---------- Exercise passage

Foreign Bodies in the Ear, Nose, and Airway
Foreign bodies in the ear, nose, and breathing tract (airway) sometimes occur in children. Foreign bodies refer to any object that is placed in the ear, nose, or mouth that is not meant to be there and could cause harm without immediate medical attention.
- Foreign bodies in the ear, nose, and airway are most common in children under the age of 5 years.
- Foreign bodies in the breathing tract may cause suffocation and death. This is one of the leading causes of unintentional death in the home, especially among children under the age of 5 years.
- Foreign bodies in the ear canal are found most often in children between the ages of 2 and 4 years.
Foreign bodies can either be in the ear lobe or in the ear canal. Objects usually found in the ear lobe are earrings, either stuck in the lobe from infection or placed too deep during insertion. Foreign bodies in the ear canal can be anything a child can push into his/her ear. Some of the items that are commonly found in the ear canal include the following:
- pieces of crayon
- small batteries
It is important for parents to be aware that children may cause themselves or other children great harm by placing objects in the ear.
The reason children place things in their ears is usually because they are bored, curious, or copying other children. Sometimes, one child may put an object in another child's ear during play. Insects may also fly into the ear canal, causing potential harm. It has also been noted that children with chronic outer ear infections tend to place things in their ears more often.
Some objects placed in the ear may not cause symptoms, while other objects, such as food and insects, may cause pain in the ear, redness, or drainage. Hearing may be affected if the object is blocking the ear canal.

--------------------

What the task asks: Print the stretch of the text on foreign bodies in the ear, nose, and airway from "- Foreign bodies in the ear canal" through "in the ear." without any changes.

---------- Extracted information

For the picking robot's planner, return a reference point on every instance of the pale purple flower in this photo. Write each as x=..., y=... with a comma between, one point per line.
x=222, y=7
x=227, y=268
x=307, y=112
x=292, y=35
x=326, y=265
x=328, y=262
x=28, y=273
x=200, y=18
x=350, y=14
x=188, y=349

--------------------

The completed task:
- Foreign bodies in the ear canal are found most often in children between the ages of 2 and 4 years.
Foreign bodies can either be in the ear lobe or in the ear canal. Objects usually found in the ear lobe are earrings, either stuck in the lobe from infection or placed too deep during insertion. Foreign bodies in the ear canal can be anything a child can push into his/her ear. Some of the items that are commonly found in the ear canal include the following:
- pieces of crayon
- small batteries
It is important for parents to be aware that children may cause themselves or other children great harm by placing objects in the ear.